What you need to do:
1. Can you write out the part of the Central Valley water passage that runs from "Why efficiency is" to "to flood irrigation?", word for word?
2. How many lines in the rows contain the string "wrinkled", with case counting? Reply with the number alone.

Text provided:
==================================================

Few places on Earth illustrate shared water challenges and water risk like California’s Central Valley. The fertile valley, endowed with extensive groundwater supplies, also harnesses the snowpack and rivers of the Sierra Nevada mountains, and combines with extensive sunshine to create one of the most important agricultural regions in the world. Water use rates have exceeded annual renewable supplies resulting in the depletion of the underlying aquifers. Wells have dried up and drilling schedules have extended out many months.

So how does business respond to such a challenge? First, mitigate the risk by drilling deeper wells (often to the tune of $1 million dollars or more). Second, invest in more efficient irrigation techniques. Third, perhaps source from somewhere else and hedge the risk? All somewhat logical responses, but ones that may not ultimately save the local agricultural economy, or reduce your risk.

Why efficiency is not sufficient?

Over the past decade, many of the farmers in the Central Valley were thinking the same thing. Concerned about dwindling groundwater levels, they installed state-of-the-art drip irrigation infrastructure to replace the high-evaporation flood irrigation technology. The result? Aquifer levels began dropping even faster than before. What farmers did not realize, was that the “wasted” water from the flood irrigation was in fact helping to recharge the aquifer. By increasing efficiency, farmers actually increased their water risk exposure and put their assets (e.g., wells, irrigation infrastructure) at greater risk of becoming stranded assets. The debate soon became: do I rip out the drip irrigation and go back to flood irrigation?

==================================================

Information supplied:
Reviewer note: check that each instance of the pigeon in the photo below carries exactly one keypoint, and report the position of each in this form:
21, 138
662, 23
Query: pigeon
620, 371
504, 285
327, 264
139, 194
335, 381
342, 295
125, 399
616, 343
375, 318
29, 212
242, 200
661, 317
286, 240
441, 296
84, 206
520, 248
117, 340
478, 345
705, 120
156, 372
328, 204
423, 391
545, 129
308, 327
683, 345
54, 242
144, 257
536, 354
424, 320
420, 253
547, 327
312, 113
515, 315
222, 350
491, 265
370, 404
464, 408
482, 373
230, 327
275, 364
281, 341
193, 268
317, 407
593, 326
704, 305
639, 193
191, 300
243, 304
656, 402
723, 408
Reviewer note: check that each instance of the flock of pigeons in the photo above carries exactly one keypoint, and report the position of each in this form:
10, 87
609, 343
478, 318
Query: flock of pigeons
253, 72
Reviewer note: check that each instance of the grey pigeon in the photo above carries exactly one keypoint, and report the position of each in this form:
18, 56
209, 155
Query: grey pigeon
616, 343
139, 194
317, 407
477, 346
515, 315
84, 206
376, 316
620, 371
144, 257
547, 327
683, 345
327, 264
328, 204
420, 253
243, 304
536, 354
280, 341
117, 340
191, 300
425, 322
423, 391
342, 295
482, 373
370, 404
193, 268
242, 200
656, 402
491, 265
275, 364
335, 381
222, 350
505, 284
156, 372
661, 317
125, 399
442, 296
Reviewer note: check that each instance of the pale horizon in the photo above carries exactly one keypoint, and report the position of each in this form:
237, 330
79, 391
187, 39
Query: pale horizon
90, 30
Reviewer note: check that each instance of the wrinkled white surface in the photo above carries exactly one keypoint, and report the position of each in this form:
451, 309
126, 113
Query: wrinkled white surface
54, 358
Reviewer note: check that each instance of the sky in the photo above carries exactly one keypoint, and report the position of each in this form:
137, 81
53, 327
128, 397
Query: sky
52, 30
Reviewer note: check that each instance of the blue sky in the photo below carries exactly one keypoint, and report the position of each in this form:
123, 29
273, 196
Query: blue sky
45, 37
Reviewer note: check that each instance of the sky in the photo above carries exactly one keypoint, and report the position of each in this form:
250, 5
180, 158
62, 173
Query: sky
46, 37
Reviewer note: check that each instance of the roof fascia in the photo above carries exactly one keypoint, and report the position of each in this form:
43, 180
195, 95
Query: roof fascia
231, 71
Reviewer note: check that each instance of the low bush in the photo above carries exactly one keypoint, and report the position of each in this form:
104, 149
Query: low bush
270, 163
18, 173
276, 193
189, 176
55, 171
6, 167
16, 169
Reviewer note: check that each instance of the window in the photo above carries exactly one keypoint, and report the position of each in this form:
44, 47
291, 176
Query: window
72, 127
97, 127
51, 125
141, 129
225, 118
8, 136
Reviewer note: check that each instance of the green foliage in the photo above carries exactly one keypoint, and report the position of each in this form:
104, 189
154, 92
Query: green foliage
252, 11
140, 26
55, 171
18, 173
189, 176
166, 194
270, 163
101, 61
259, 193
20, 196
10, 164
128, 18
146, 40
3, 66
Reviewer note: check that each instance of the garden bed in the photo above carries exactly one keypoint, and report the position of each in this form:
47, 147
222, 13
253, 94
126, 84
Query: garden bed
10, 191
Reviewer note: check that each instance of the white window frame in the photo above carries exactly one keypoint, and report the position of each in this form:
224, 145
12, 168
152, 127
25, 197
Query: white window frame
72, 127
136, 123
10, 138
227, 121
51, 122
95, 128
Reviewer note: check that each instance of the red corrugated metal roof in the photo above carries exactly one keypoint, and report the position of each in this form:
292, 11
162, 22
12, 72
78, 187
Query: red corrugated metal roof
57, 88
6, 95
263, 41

==================================================

Solved problems:
1.
Why efficiency is not sufficient?

Over the past decade, many of the farmers in the Central Valley were thinking the same thing. Concerned about dwindling groundwater levels, they installed state-of-the-art drip irrigation infrastructure to replace the high-evaporation flood irrigation technology. The result? Aquifer levels began dropping even faster than before. What farmers did not realize, was that the “wasted” water from the flood irrigation was in fact helping to recharge the aquifer. By increasing efficiency, farmers actually increased their water risk exposure and put their assets (e.g., wells, irrigation infrastructure) at greater risk of becoming stranded assets. The debate soon became: do I rip out the drip irrigation and go back to flood irrigation?

2. 2